[Dataset excerpt]
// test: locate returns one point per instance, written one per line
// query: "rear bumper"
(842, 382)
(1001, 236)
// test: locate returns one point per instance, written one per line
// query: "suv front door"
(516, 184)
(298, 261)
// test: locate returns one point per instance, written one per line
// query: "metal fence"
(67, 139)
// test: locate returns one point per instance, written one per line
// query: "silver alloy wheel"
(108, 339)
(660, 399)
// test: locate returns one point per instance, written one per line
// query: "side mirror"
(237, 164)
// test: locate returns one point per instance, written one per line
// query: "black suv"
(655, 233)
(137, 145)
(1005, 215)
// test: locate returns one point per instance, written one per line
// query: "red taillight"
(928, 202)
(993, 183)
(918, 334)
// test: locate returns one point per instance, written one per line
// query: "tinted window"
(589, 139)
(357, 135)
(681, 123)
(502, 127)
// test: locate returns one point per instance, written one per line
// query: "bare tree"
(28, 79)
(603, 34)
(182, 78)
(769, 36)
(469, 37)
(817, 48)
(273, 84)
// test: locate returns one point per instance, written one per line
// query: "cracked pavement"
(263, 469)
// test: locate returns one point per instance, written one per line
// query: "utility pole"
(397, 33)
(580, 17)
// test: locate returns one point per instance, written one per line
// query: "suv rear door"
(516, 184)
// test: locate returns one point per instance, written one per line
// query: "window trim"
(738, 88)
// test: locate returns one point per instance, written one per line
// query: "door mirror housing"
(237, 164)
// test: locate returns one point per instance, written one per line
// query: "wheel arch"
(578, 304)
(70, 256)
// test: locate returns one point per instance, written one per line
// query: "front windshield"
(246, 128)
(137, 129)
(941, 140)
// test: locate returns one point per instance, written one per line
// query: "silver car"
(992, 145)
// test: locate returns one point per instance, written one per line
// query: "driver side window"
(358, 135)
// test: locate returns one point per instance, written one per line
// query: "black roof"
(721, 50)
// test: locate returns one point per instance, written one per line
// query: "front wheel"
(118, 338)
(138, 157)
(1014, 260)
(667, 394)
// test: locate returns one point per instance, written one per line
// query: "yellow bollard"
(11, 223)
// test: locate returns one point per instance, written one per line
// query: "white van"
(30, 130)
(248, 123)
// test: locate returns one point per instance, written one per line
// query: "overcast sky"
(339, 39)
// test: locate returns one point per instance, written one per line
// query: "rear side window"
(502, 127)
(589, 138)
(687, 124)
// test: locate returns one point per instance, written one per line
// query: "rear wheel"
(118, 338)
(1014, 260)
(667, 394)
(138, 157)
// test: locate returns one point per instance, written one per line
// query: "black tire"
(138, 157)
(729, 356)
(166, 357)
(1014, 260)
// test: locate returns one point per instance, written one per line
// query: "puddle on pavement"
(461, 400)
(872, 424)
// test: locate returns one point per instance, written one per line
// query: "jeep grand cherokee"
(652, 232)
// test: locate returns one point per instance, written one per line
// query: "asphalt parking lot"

▶ What you are asked to do
Repeat the whole listing exactly, keeping every line intact.

▶ Exercise solution
// test: locate returns one point per instance, written one per line
// query: "rear bumper"
(842, 382)
(1001, 236)
// test: locate returns one point per instance, written one per line
// query: "suv front door"
(516, 184)
(298, 261)
// test: locate returns one point per instance, written one per line
// query: "metal fence"
(67, 139)
// test: locate returns one point per instance, written one per line
// query: "silver alloy wheel"
(108, 339)
(660, 399)
// test: locate returns one point per instance, written one per line
// query: "side mirror"
(237, 164)
// test: locate returns one point per instance, written one per line
// query: "black suv"
(655, 233)
(137, 145)
(1005, 215)
// test: locate returns one point per instance, written one per line
// query: "red taillight"
(928, 202)
(993, 183)
(918, 334)
// test: locate returns one point per instance, written one per line
// query: "tinted window"
(589, 139)
(357, 135)
(681, 123)
(502, 127)
// test: locate returns one point per instance, written one per line
// query: "bare tree"
(28, 79)
(603, 34)
(182, 78)
(769, 36)
(469, 37)
(817, 48)
(273, 84)
// test: locate returns one point per instance, written one per line
// query: "cracked pavement"
(263, 469)
// test: locate returns one point per instance, written one per line
// query: "utility pole"
(397, 33)
(580, 17)
// test: locate returns one point per instance, written one per line
// query: "suv rear door"
(516, 184)
// test: locate returns one point per instance, written one per line
// query: "window trim"
(738, 88)
// test: locate returns one point per instance, written one per line
// query: "door mirror housing"
(237, 164)
// test: locate returns one point per instance, written one per line
// query: "wheel arch"
(578, 304)
(70, 256)
// test: locate returns one point per instance, written one per line
// query: "front windshield"
(246, 128)
(137, 129)
(941, 140)
// test: locate returns one point per instance, written one per line
// query: "silver car"
(992, 145)
// test: locate returns one point per instance, written one per line
// query: "driver side window"
(358, 135)
// test: locate returns one point per instance, written one per line
// query: "black roof"
(721, 50)
// test: locate returns one point per instance, written one per line
// query: "front wheel"
(118, 338)
(138, 157)
(1014, 260)
(667, 394)
// test: locate returns one point per instance, written one per line
// query: "yellow bollard"
(11, 223)
// test: locate returns one point per instance, written one per line
// query: "white van"
(30, 130)
(248, 123)
// test: locate returns one point per instance, written one per line
// query: "overcast sky"
(339, 39)
// test: locate returns one point per instance, written one per line
// query: "rear side window"
(502, 127)
(589, 138)
(687, 124)
// test: locate returns one point per instance, written one per line
// query: "rear wheel"
(118, 338)
(1014, 260)
(667, 394)
(138, 157)
// test: locate returns one point per instance, written one per line
// query: "black tire"
(138, 157)
(729, 356)
(166, 357)
(1014, 260)
// test: locate returns one point per instance, written one per line
// query: "puddle on pavement"
(461, 400)
(872, 424)
// test: locate returns one point per instance, written one per line
// query: "jeep grand cherokee"
(652, 232)
// test: locate returns one point per instance, written one per line
// query: "asphalt parking lot"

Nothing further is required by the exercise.